Problemas a resolver –
a - Com base no excerto sobre as maçãs regionais, responda:
(i) Em que estação do ano é colhida a maçã Porta-da-loja?
(ii) Com que vinho era regada a maçã assada servida na noite de consoada?
(iii) De que escola é professor Raúl Rodrigues?
b - Enumere as artes que, segundo Raúl Rodrigues no excerto sobre as maçãs regionais, não esgotam o conceito de património.
c - Transcreva literalmente a parte do excerto sobre as maçãs regionais que começa nas palavras "Outra tradição associada" e termina após "Ponte de Lima.".
-------- Excerto do texto --------
Património imaterial
As variedades regionais “podem ser exploradas economicamente”, defende Raúl Rodrigues. Para isso, acredita ser necessário divulgar estas maçãs, junto dos consumidores. “Isto é um património”, sublinha. “Esse conceito não se resume à arte de fazer talha, moldar o granito ou o ferro forjado. Existe um património vegetal, sobre o qual se foi construindo património imaterial, como as tradições que lhe estão associadas”.
De resto, o trabalho deste professor do ensino superior não se resume à recolha e preservação das variedades de maçãs. Em cada saída de campo, Raúl Rodrigues faz contactos com as populações, para saber mais sobre as variedades, tanto ao nível do comportamento agronómico como ao nível das tradições que envolve. Várias destas variedades têm associadas tradições rurais, algumas das quais ainda se mantêm. A mais famosa é, provavelmente, a da maçã Porta-da-loja que, no Baixo Minho – em especial na vasta área que, na Idade Média, era dominada pelo mosteiro de Tibães, em Braga – era comida na noite de consoada. A maçã era assada no borralho, ou no forno, e servida em malga, regada com vinho verde tinto e polvilhada com açúcar.
Outra tradição associada a esta variedade (essa já perdida) consistia em oferecer maçãs ao pároco da freguesia, por altura da Páscoa. A Porta-da-loja é colhida no Outono, mas mantinha-se fresca até à Primavera. “É uma tradição que atesta a elevada capacidade de conservação desta variedade sem recurso a câmaras frigoríficas”, sublinha o professor da Escola Superior Agrária de Ponte de Lima.
-------- Registos extraídos --------
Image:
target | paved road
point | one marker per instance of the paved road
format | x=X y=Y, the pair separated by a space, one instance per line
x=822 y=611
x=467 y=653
--------
-------- Registos extraídos --------
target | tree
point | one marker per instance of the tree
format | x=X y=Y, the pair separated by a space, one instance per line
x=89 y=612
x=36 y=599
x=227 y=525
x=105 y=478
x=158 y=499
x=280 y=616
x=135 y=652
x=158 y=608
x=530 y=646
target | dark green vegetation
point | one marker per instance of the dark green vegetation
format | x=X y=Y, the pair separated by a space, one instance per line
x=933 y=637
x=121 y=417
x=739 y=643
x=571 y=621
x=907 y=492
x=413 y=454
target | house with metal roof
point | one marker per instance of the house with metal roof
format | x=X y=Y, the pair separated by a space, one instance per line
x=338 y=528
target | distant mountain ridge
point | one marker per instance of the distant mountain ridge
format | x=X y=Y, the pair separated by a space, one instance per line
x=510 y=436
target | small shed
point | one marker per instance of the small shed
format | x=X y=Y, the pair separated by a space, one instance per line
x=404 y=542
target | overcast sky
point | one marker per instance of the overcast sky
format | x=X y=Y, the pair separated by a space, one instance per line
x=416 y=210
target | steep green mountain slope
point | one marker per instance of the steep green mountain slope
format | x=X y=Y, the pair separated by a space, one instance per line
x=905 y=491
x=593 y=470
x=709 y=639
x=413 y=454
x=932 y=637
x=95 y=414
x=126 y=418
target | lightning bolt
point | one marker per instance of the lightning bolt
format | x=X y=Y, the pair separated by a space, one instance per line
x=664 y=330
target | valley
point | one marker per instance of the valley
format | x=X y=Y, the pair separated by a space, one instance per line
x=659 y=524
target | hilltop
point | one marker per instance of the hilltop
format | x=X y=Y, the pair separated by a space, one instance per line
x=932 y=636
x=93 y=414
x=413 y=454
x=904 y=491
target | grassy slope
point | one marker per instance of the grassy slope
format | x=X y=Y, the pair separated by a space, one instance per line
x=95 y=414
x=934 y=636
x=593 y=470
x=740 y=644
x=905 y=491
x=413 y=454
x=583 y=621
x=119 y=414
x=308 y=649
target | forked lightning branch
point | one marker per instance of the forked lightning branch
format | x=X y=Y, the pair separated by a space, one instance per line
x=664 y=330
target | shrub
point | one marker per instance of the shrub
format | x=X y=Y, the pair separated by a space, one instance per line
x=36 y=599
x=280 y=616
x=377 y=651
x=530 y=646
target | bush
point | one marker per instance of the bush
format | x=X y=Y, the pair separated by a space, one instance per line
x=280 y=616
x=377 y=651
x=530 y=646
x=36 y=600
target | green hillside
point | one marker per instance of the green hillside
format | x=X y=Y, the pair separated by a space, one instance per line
--------
-------- Registos extraídos --------
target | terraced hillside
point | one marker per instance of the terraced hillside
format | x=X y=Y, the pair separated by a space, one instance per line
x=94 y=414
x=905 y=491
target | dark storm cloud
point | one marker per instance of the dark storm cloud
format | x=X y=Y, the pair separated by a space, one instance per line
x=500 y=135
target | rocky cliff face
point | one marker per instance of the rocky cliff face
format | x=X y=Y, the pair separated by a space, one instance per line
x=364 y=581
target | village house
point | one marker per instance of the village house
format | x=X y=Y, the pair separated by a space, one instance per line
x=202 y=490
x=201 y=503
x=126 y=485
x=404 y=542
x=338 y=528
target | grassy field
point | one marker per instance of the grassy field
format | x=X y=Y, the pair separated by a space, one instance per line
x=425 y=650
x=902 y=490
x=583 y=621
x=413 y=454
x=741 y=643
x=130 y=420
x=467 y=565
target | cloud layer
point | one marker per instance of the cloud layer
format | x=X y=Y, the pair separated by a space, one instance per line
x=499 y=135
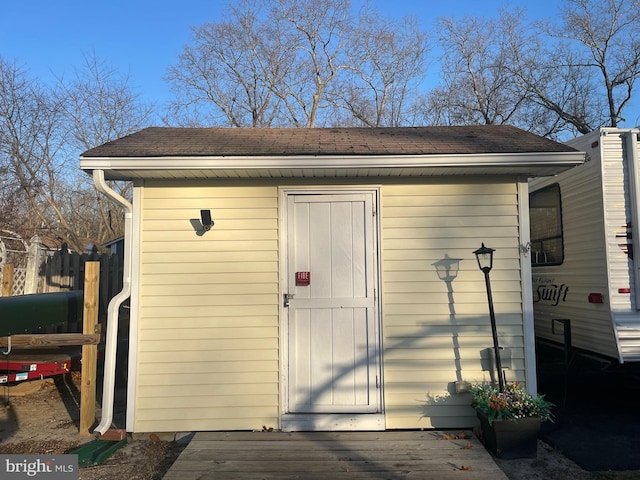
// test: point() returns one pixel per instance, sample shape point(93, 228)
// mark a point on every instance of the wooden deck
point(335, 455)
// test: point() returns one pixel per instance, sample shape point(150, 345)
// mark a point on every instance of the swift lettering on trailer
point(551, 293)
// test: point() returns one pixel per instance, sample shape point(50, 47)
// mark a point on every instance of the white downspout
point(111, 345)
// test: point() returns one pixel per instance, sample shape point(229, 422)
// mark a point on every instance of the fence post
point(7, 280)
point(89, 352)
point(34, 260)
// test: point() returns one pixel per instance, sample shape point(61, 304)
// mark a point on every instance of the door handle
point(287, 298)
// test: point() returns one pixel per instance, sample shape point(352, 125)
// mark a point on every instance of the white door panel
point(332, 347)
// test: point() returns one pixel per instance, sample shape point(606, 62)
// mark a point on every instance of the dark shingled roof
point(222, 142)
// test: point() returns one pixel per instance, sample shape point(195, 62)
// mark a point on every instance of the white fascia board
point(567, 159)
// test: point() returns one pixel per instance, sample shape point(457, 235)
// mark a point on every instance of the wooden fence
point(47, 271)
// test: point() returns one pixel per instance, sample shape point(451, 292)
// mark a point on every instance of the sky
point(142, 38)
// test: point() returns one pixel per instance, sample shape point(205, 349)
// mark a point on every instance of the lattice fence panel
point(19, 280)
--------
Conjunto de soluções –
a -
(i) No Outono.
(ii) Com vinho verde tinto.
(iii) Da Escola Superior Agrária de Ponte de Lima.

b -
- A arte de fazer talha
- Moldar o granito
- Moldar o ferro forjado

c -
Outra tradição associada a esta variedade (essa já perdida) consistia em oferecer maçãs ao pároco da freguesia, por altura da Páscoa. A Porta-da-loja é colhida no Outono, mas mantinha-se fresca até à Primavera. “É uma tradição que atesta a elevada capacidade de conservação desta variedade sem recurso a câmaras frigoríficas”, sublinha o professor da Escola Superior Agrária de Ponte de Lima.